> **OBJECTIVE**: Reproduce exactly the lines from the line containing "Draw the outline of every instance of the stone" through the end of the records below, including both ends, and nothing else.

***** MATERIAL PROVIDED

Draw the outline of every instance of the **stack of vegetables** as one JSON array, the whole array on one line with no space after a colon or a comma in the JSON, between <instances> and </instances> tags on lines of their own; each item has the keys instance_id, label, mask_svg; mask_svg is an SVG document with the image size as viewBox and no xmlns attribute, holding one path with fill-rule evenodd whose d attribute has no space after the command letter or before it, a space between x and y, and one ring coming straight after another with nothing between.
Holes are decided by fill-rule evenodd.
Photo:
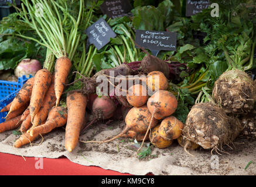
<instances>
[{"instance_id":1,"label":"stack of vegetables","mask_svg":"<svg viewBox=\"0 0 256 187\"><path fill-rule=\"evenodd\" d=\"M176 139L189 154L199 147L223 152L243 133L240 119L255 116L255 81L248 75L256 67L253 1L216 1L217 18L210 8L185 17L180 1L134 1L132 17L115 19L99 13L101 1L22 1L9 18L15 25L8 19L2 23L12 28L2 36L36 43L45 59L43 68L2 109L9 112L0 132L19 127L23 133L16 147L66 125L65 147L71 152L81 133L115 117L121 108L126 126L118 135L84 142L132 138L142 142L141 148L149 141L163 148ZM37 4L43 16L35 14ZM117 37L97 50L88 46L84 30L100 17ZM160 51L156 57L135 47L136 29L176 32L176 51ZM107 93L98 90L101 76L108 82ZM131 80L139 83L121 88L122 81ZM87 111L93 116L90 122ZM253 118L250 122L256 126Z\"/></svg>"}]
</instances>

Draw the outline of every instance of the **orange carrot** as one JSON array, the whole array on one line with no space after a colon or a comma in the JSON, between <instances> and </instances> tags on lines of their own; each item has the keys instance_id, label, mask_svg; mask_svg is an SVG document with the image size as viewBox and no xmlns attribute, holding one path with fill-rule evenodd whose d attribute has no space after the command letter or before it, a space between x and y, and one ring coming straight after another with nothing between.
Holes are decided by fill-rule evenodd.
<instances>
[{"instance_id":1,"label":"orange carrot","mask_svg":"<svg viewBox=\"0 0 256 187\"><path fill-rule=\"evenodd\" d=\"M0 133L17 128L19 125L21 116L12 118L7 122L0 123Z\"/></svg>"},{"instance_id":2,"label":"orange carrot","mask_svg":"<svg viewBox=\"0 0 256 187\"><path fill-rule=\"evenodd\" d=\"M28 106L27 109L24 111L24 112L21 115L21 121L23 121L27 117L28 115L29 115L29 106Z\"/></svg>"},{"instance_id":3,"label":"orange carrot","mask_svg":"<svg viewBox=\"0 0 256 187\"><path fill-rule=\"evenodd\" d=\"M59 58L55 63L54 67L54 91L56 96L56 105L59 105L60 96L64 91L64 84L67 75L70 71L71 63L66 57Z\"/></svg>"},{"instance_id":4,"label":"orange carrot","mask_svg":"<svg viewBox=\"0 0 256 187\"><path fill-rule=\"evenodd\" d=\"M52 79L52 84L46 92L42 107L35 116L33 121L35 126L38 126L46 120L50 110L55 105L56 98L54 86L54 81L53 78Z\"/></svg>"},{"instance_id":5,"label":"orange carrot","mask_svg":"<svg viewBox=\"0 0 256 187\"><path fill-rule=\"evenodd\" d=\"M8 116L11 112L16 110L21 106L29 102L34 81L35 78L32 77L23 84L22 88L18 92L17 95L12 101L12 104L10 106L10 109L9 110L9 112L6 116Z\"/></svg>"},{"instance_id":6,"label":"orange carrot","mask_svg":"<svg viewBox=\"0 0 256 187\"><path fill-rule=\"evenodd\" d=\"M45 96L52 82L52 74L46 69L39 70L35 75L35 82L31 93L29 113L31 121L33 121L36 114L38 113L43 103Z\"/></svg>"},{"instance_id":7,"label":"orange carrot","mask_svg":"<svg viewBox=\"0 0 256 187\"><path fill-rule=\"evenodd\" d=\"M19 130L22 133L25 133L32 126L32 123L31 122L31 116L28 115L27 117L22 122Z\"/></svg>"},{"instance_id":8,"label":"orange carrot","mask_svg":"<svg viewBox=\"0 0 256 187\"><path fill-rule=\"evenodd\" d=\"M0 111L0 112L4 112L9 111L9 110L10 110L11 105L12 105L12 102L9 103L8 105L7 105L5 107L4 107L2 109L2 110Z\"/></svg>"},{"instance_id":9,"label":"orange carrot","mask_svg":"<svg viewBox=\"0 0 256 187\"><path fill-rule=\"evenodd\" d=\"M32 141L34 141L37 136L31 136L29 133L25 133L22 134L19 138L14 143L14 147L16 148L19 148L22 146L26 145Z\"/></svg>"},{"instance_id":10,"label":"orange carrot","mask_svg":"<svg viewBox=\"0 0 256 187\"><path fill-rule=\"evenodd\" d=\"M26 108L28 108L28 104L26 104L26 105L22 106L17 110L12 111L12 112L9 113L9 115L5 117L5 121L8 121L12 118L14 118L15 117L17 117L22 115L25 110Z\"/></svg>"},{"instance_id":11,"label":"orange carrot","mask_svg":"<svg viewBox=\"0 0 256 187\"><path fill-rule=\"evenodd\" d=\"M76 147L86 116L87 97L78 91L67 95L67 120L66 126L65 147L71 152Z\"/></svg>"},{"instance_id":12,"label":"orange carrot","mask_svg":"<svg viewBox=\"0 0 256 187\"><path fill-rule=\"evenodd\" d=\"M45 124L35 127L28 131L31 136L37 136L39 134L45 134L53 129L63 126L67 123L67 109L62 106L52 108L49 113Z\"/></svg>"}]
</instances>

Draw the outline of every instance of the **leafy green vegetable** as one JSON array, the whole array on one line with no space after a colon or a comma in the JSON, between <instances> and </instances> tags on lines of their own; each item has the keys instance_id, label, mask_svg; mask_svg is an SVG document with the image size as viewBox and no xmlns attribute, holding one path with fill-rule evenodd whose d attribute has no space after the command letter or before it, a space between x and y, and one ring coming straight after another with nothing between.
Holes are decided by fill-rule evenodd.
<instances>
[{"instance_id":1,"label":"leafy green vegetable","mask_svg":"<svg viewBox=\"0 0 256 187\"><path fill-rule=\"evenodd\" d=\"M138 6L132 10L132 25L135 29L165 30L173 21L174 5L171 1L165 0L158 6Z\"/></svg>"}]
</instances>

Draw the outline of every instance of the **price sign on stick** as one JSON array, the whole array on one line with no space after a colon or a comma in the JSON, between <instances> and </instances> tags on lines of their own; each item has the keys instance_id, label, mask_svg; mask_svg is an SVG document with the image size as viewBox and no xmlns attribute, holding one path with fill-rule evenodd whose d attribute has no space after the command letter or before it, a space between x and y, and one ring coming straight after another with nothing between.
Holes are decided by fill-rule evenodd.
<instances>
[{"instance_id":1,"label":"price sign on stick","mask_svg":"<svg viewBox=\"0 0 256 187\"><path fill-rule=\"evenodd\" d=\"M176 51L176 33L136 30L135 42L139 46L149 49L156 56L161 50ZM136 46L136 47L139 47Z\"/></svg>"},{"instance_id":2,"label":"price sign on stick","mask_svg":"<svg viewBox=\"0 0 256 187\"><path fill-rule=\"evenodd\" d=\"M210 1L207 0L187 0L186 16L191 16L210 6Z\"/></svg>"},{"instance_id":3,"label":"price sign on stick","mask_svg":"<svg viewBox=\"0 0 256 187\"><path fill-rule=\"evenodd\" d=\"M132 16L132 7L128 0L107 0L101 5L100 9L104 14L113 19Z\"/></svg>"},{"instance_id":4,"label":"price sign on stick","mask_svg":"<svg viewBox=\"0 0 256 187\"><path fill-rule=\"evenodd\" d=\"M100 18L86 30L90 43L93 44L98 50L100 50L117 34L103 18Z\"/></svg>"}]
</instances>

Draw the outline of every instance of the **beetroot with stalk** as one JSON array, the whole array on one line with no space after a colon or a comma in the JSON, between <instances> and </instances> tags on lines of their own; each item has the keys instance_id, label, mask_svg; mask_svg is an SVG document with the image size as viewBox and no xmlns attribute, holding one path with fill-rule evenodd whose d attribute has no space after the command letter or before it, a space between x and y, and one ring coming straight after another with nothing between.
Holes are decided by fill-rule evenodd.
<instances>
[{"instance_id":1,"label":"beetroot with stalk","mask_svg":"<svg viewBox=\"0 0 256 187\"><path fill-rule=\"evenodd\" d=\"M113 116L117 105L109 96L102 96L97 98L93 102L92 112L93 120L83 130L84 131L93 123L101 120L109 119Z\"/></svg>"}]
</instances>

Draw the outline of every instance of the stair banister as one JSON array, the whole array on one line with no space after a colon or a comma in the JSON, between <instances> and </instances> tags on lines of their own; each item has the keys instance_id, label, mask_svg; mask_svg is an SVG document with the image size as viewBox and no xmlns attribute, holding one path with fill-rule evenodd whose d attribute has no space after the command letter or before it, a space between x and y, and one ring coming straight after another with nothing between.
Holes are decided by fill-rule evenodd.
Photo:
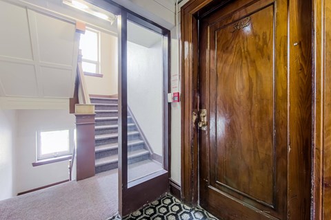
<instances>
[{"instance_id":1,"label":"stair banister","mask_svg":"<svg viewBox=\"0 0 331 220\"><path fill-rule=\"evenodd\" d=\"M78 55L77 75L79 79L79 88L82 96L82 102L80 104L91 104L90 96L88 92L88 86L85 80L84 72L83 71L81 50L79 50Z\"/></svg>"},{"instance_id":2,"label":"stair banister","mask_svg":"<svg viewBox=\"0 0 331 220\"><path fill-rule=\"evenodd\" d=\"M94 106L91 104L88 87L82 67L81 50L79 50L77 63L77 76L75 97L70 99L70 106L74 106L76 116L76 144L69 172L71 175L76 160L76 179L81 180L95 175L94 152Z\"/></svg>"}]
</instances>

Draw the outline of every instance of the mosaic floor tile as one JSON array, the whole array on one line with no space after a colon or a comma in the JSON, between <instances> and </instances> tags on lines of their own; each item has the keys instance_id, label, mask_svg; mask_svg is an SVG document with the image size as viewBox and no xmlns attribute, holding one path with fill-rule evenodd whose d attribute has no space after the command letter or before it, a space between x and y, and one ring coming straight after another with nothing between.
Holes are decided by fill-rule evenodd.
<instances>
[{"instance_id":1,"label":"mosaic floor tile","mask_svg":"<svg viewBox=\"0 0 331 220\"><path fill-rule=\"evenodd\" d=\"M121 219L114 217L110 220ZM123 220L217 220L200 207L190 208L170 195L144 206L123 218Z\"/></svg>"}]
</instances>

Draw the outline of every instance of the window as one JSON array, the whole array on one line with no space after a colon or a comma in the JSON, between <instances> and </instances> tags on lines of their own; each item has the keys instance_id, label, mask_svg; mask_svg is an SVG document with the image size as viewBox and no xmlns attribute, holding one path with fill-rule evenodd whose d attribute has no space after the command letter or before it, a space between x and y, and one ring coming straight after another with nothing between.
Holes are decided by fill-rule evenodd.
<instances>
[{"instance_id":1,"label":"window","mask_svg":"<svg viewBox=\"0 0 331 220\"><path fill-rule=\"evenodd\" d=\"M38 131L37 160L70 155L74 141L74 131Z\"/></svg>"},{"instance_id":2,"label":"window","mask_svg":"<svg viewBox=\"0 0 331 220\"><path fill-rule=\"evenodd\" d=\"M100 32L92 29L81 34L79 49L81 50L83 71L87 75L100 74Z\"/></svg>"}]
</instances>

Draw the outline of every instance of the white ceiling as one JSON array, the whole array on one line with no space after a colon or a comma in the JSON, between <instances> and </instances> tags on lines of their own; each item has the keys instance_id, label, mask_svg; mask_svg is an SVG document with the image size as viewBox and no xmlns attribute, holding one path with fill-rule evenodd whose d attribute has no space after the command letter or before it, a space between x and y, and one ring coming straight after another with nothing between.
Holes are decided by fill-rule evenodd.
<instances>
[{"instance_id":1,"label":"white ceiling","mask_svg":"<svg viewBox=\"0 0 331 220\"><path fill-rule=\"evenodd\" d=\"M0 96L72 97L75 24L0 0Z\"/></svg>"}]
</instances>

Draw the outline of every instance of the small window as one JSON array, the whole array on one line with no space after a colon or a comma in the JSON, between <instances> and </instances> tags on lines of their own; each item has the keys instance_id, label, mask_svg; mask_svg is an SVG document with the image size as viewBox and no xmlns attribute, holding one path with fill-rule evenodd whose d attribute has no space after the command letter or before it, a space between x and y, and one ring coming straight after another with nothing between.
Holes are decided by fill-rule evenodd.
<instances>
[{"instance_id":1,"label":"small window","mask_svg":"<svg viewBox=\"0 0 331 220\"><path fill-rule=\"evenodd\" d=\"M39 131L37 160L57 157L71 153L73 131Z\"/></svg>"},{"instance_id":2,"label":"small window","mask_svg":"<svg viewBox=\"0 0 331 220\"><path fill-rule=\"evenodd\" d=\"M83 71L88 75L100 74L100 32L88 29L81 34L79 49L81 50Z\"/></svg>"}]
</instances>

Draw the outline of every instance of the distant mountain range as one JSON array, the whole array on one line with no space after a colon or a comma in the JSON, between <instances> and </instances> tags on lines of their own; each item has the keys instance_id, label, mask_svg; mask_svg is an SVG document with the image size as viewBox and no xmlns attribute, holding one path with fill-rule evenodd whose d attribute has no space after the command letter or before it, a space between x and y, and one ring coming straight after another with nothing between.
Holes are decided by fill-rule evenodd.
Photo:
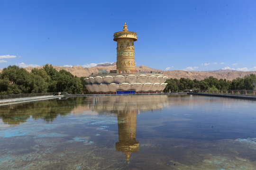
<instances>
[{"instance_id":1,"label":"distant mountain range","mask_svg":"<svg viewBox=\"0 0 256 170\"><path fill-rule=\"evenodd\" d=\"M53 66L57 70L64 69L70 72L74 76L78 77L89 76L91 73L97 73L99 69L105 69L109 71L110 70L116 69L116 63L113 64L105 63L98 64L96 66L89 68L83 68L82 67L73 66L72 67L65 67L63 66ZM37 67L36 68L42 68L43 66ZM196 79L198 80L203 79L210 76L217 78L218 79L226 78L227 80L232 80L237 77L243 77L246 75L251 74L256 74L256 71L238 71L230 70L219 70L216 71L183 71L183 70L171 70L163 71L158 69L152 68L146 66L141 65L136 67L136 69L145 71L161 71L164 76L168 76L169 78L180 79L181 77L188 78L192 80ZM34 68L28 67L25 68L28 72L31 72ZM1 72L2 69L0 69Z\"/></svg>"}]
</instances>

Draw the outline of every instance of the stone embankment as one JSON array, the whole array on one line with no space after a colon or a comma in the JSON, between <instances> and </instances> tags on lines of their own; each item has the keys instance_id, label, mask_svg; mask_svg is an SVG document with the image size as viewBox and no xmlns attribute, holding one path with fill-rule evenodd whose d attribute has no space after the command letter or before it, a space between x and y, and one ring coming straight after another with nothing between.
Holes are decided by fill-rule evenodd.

**********

> **WRITTEN REPLY**:
Draw the outline of every instance of the stone embankment as one JSON array, the whole array on one line with no space after a colon or a comma in the JSON, between <instances> and </instances> tags on lines of their own; each item has the keys instance_id, label, mask_svg; mask_svg is an SVG document with the image size as viewBox and no xmlns attribute, holding one path with fill-rule evenodd whose d attribute has no space after the command letter or before it, a space between x and y, and one ring coming straight after another with nothing between.
Holes are decided by fill-rule evenodd.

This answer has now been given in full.